**READING TEXT:**
--- START ---

In discussing their findings, Turetsky et al. say their data suggest that "permafrost degradation within peatland environments, likely triggered by climate change, could serve as a negative feedback to net radiative forcing via enhanced carbon accumulation as peat." They note, however, that "increased methane emissions to the atmosphere will partially or even completely offset this enhanced peatland carbon sink for at least 70 years following permafrost degradation." Nevertheless, they say that because "internal lawns succeed relatively quickly (within 70 years) to more bog-like conditions and [since] bogs in continental Canada are associated with low methane emissions, the degradation of localized permafrost in peatlands is likely over the long-term to serve as a negative feedback to radiative forcing [our italics]."

Lastly, Fenner et al. (2007) write that "peatland ecosystems are vast global repositories of organic matter, containing an estimated 455 Gt of carbon (Gorham, 1991)," and they suggest, therefore, that it is important to determine how they will likely respond to projected increases in the air's CO2 content. Hence, they collected intact peat monoliths -- comprised predominantly of Sphagnum (S. subnitens Russ. and Warnst.) and Festuca ovina L., with small amounts of Juncus effusus L. and Polytrichum commune Hedw. -- in perfusion systems that allowed for fine control of the water table and lateral water movements, which they maintained for approximately three years in Solardomes with atmospheric CO2 concentrations of ambient or ambient plus 235 ppm, while daily supplying the mini-ecosystems with synthetic rainwater that was comparable in volume and nutrient content to that received at the site from which the monoliths were extracted.

--- END ---

**REQUIRED ACTION:**
According to the excerpt on peatlands, how much carbon do peatland ecosystems contain, by the estimate that Fenner et al. cite? The records can be left aside.

**LISTED ENTRIES:**
--- START ---

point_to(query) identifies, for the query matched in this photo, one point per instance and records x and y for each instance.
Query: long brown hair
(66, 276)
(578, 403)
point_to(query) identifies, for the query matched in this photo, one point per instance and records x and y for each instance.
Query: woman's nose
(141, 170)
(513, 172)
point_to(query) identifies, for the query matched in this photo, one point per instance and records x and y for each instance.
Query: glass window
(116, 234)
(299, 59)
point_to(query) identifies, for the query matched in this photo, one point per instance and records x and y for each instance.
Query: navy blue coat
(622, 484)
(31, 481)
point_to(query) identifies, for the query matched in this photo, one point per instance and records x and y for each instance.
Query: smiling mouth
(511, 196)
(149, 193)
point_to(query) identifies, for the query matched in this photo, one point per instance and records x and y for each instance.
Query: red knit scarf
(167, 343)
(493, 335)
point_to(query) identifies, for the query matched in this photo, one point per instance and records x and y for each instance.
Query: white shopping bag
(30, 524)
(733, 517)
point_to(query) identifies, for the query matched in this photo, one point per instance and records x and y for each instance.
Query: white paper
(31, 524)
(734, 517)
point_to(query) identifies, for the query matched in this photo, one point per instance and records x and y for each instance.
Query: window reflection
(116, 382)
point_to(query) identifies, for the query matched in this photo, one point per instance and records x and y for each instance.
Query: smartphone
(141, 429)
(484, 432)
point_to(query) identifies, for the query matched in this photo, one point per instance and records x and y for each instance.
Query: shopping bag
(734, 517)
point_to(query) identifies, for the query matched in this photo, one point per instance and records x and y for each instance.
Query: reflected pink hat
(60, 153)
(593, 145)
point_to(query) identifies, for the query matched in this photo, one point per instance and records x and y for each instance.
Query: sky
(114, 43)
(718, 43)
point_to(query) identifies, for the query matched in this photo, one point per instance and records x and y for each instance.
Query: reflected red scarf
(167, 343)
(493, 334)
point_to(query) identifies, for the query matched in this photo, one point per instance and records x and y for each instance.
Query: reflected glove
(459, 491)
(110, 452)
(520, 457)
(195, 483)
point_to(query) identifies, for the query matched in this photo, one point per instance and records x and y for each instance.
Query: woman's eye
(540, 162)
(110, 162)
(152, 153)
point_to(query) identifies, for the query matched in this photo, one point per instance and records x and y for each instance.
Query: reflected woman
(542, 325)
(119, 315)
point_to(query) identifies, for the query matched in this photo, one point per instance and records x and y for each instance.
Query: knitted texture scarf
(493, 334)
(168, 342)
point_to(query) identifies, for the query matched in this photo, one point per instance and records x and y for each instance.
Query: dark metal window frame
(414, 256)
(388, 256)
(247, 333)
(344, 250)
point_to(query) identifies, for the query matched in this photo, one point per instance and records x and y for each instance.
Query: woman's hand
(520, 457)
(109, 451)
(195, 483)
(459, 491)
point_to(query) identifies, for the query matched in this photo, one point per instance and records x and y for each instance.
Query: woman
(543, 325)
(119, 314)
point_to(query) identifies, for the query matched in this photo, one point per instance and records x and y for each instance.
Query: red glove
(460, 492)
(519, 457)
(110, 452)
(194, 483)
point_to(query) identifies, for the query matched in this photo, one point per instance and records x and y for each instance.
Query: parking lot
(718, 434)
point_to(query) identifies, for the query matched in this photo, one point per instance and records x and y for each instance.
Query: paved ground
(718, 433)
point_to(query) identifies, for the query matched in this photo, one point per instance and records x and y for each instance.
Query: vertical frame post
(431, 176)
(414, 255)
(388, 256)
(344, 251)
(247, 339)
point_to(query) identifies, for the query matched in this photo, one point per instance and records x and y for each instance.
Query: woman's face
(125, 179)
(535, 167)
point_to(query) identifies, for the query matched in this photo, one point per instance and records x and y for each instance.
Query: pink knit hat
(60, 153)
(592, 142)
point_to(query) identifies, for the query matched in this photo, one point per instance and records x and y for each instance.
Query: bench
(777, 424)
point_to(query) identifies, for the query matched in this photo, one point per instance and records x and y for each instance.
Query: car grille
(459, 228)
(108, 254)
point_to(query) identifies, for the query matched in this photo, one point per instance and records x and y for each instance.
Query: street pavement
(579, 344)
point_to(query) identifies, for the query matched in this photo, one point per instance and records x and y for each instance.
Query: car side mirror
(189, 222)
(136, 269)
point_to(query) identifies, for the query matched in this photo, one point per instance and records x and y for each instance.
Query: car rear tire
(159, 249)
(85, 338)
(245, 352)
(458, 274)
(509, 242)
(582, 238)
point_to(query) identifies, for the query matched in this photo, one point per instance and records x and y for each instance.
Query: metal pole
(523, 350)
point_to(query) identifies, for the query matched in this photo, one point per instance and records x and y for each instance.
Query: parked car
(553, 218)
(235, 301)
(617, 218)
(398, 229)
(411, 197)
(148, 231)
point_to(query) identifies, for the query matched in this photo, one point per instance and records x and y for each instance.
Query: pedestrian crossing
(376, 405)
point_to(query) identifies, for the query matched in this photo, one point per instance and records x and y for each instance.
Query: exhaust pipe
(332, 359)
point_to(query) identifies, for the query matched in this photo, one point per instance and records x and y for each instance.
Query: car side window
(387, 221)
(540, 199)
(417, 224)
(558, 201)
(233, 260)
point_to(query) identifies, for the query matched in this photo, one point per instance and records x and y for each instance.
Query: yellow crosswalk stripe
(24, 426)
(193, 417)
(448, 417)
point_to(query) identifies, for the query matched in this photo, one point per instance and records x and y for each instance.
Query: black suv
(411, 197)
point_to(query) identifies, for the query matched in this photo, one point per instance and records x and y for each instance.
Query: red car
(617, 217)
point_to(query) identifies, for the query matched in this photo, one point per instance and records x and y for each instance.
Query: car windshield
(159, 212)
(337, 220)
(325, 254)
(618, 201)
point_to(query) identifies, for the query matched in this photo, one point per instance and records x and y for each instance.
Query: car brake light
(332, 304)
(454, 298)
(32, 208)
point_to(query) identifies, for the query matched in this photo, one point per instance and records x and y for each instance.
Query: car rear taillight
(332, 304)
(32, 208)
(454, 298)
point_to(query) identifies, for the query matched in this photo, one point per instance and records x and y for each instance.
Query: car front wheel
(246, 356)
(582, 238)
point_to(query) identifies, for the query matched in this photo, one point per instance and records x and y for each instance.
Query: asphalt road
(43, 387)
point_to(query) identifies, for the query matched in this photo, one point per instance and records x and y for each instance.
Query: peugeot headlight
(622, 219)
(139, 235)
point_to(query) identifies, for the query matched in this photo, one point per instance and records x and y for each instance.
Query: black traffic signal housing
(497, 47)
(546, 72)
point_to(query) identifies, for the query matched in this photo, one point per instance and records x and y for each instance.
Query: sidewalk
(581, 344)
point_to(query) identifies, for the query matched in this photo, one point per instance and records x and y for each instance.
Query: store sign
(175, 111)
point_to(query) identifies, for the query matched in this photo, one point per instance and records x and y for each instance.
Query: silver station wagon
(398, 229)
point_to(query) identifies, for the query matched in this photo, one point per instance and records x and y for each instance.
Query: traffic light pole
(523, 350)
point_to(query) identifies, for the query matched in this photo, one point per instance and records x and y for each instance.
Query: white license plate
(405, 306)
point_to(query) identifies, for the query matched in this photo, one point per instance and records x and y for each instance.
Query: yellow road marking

--- END ---

**ANSWER BELOW:**
An estimated 455 Gt of carbon.